◆ Passage given:
** BEGIN **

5

I am trying to predict a binary (categorical) target from many continuous features, and would like to narrow your feature space before heading into model fitting. I noticed that the SelectKBest class from SKLearn's Feature Selection package has the following example on the Iris dataset (which is also predicting a binary target from continuous features):

from sklearn.datasets import load_iris
from sklearn.feature_selection import SelectKBest
from sklearn.feature_selection import chi2
iris = load_iris()
X, y = iris.data, iris.target
X.shape
(150, 4)
X_new = SelectKBest(chi2, k=2).fit_transform(X, y)
X_new.shape
(150,2)

The example uses the chi2 test to determine which features should be used in the model. However it is my understanding that the chi2 test is strictly meant to be used in situations where we have categorical features predicting categorical performance. I did not think the chi2 test could be used for scenarios like this. Is my understanding wrong? Can the chi2 test be used to test whether a categorical variable is dependent on a continuous variable?

** END **

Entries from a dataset
** BEGIN **

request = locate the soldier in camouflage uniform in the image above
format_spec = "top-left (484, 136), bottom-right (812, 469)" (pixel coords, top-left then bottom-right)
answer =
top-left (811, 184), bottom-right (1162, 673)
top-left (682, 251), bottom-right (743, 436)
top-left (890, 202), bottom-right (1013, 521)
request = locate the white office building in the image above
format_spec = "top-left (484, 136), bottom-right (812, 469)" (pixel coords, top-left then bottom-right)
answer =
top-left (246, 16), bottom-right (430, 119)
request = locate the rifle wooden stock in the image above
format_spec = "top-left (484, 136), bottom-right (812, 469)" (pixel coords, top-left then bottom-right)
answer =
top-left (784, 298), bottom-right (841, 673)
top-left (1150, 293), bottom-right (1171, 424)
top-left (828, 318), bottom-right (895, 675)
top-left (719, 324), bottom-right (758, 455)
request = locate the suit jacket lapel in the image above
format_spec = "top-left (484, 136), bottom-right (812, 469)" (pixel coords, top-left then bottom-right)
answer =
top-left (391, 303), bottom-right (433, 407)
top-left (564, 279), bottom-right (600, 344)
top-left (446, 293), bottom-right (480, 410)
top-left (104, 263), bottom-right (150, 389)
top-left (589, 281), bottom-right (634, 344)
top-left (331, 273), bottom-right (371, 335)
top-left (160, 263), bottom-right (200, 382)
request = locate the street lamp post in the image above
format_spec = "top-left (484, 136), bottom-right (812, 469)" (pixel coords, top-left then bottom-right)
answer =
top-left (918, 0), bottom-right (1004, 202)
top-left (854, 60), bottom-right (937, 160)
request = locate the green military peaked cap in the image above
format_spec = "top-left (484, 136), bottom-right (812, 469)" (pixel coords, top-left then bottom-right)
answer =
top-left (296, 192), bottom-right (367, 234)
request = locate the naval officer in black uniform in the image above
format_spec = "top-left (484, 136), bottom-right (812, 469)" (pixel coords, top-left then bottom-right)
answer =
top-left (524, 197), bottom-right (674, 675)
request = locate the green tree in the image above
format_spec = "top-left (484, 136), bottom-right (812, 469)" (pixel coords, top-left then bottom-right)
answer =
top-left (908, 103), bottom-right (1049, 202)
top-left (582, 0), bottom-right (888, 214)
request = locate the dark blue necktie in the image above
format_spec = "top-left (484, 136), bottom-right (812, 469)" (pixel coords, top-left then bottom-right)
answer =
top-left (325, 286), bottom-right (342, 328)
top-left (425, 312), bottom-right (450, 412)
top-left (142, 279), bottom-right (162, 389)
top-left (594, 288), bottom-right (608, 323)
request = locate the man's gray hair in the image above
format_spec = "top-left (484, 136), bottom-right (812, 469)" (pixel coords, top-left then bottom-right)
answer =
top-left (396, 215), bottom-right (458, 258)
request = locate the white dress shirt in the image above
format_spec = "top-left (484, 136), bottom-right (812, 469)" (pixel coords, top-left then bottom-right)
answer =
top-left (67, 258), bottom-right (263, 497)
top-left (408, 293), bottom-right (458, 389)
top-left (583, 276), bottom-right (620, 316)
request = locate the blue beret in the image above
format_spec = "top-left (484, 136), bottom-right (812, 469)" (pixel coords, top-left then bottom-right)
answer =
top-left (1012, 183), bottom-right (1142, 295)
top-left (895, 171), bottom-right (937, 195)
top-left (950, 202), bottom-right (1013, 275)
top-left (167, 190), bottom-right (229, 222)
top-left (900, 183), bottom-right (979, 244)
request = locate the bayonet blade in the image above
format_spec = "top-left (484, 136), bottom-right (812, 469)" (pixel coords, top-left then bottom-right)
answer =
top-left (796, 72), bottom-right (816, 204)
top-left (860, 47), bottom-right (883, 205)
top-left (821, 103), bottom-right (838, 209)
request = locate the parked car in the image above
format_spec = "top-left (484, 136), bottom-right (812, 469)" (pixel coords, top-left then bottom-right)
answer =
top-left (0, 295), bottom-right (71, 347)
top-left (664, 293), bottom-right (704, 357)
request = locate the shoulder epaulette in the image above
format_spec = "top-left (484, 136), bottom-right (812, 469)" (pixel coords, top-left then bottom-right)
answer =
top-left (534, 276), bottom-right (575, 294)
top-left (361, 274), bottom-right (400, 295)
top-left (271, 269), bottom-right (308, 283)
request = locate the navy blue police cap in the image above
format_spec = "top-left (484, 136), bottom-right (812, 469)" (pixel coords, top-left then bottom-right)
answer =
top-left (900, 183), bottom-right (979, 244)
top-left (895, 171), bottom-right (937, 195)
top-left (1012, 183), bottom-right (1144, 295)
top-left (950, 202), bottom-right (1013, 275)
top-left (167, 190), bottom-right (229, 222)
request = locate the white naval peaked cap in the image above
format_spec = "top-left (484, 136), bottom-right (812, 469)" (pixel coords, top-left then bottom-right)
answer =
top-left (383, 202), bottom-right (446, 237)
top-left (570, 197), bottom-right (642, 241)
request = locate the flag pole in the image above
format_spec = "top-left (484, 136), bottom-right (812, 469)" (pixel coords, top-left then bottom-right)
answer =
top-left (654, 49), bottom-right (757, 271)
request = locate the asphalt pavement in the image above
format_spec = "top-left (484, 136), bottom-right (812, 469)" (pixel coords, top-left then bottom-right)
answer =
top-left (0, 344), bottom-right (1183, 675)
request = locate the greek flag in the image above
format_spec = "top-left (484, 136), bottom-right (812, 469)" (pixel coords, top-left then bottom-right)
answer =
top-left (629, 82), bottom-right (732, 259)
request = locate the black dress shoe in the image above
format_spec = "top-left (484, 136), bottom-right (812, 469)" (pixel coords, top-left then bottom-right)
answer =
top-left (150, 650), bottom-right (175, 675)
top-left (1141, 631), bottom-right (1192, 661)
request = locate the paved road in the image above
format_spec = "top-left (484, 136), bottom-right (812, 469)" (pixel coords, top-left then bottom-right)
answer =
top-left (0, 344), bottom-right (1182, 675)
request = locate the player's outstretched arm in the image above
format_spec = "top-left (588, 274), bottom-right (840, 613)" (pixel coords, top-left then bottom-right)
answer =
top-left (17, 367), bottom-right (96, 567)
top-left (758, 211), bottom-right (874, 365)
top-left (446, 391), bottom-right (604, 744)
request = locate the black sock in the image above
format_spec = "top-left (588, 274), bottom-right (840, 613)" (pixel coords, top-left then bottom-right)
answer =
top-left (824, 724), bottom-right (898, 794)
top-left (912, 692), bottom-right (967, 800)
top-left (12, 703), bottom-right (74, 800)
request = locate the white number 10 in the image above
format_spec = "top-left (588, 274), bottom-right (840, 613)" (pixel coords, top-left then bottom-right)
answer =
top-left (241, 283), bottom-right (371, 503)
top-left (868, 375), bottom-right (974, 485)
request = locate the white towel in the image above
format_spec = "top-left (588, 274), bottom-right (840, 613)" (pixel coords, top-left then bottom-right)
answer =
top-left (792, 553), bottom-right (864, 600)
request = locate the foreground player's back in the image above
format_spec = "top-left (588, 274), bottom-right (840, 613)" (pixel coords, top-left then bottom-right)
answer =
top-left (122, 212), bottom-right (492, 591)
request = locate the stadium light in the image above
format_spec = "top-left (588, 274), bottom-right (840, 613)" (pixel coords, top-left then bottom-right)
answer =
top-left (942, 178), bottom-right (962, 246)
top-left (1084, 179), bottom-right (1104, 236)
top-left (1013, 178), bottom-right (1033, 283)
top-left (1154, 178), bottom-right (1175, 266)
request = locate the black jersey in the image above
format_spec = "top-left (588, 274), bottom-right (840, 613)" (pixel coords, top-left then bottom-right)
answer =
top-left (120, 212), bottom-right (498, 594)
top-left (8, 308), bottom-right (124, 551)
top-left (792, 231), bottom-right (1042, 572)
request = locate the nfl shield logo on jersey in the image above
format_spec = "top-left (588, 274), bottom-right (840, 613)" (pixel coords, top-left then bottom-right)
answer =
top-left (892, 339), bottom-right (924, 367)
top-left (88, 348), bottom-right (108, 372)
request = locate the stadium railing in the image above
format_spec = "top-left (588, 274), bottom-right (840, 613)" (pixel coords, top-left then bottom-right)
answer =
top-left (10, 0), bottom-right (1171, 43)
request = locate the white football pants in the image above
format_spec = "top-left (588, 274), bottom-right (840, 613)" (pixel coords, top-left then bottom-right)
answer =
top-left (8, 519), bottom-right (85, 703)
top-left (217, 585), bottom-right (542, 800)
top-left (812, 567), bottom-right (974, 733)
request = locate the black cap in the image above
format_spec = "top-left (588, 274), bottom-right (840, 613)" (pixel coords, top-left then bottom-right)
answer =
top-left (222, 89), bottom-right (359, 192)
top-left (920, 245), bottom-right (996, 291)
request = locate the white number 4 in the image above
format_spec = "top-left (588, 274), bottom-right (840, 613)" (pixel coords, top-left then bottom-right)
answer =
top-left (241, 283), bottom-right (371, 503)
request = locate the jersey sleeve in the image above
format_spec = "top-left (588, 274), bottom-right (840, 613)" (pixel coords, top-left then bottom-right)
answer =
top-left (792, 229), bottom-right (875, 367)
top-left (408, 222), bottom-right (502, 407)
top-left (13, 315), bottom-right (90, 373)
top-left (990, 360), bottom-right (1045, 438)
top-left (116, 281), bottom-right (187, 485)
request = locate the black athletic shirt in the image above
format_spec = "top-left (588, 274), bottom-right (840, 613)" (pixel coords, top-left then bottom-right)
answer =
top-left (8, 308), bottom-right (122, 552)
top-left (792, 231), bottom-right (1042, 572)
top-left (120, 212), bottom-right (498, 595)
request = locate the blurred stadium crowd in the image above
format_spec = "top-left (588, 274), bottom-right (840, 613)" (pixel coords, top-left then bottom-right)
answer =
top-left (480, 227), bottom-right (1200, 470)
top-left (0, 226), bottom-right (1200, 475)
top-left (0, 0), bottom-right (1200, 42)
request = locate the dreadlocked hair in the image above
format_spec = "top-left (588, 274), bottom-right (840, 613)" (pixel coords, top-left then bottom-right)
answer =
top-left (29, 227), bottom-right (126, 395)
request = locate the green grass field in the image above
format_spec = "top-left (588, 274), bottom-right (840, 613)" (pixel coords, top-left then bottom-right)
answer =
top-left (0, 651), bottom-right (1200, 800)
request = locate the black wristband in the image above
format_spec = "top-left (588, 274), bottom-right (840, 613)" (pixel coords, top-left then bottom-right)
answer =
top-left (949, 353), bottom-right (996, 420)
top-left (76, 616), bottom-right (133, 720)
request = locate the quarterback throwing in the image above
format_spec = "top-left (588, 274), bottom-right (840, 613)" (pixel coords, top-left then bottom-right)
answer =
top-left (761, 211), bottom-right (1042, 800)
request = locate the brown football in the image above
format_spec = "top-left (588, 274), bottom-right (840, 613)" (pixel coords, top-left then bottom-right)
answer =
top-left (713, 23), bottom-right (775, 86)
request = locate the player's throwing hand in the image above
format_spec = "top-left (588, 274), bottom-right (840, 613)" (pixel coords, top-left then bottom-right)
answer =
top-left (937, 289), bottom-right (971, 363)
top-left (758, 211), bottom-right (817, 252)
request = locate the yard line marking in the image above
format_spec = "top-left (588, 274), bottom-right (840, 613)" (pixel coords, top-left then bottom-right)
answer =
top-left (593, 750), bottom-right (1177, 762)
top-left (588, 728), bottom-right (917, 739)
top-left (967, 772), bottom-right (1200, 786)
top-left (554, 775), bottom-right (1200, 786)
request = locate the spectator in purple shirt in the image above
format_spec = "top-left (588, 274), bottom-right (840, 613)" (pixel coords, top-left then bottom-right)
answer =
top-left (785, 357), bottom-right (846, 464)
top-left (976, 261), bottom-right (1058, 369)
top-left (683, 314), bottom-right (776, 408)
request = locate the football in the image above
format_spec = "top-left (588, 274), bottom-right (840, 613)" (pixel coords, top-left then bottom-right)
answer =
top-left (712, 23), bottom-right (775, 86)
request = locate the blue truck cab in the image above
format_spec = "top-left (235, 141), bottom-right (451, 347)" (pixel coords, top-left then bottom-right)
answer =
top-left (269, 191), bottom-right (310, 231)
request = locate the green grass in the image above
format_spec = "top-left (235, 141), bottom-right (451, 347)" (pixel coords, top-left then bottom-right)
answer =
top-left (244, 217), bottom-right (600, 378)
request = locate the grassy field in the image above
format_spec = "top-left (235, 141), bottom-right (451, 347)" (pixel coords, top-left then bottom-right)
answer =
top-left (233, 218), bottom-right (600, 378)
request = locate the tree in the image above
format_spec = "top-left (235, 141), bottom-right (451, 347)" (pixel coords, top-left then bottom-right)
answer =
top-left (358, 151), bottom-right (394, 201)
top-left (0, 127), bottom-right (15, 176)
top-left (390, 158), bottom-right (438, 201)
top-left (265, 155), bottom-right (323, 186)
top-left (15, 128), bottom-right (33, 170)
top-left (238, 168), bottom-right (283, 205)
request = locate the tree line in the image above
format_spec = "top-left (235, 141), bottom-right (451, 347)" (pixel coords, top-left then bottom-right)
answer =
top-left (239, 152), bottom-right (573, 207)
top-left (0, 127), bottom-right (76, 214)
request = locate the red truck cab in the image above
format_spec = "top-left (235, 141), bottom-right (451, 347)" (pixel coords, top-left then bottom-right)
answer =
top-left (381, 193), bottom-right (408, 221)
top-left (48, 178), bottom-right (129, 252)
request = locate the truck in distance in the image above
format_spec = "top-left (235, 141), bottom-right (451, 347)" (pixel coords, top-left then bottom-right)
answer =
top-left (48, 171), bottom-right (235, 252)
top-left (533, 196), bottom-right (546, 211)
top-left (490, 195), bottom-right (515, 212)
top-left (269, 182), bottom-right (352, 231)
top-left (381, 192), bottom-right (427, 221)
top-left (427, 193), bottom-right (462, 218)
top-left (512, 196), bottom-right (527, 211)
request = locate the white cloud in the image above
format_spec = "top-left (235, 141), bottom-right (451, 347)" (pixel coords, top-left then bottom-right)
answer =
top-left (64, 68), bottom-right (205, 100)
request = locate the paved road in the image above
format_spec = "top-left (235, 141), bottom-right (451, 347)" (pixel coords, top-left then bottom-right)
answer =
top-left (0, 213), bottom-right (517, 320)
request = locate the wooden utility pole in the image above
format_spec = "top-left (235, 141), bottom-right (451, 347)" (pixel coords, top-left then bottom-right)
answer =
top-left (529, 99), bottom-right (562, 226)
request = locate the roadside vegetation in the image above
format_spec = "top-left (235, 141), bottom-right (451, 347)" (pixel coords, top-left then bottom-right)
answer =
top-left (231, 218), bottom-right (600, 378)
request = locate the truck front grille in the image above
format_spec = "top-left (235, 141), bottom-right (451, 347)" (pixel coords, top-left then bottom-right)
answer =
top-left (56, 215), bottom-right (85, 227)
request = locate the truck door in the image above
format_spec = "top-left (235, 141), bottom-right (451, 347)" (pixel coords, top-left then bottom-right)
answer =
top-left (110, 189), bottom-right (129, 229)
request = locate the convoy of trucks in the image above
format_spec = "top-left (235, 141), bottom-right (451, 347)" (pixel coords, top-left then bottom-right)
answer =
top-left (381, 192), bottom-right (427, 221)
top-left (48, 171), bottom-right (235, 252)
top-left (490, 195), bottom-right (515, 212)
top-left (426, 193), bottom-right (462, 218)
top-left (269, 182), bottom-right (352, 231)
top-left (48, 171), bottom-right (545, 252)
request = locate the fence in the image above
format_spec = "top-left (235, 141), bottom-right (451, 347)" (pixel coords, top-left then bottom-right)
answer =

** END **

◆ Actions to take:
1) In the question about feature selection with SelectKBest, which statistical test does the Iris example use to decide which features to keep?
2) Carry on the forum question about using the chi2 test for feature selection from the point where it stops.

◆ Results for each task:
1) The chi2 test.

2)
vanchman
  • 51
  • 1
  • 2

4 Answers4

5

The SelectKBest function with the chi2 test only works with categorical data. In fact, the result from the test only will have real meaning if the feature only has 1's and 0's.

If you inspect a little bit the implementation of chi2 you going to see that the code only apply a sum across each feature, which means that the function expects just binary values. Also, the parameters that receive the chi2 function indicate the following:

def chi2(X, y):
...

X : {array-like, sparse matrix}, shape = (n_samples, n_features_in)
    Sample vectors.
y : array-like, shape = (n_samples,)
    Target vector (class labels).

Which means that the function expects to receive the feature vector with all their samples. But later when the expected values are calculated, you will see:

feature_count = X.sum(axis=0).reshape(1, -1)
class_prob = Y.mean(axis=0).reshape(1, -1)
expected = np.dot(class_prob.T, feature_count)

And these lines of code only make sense if the X and Y vector only has 1's and 0's.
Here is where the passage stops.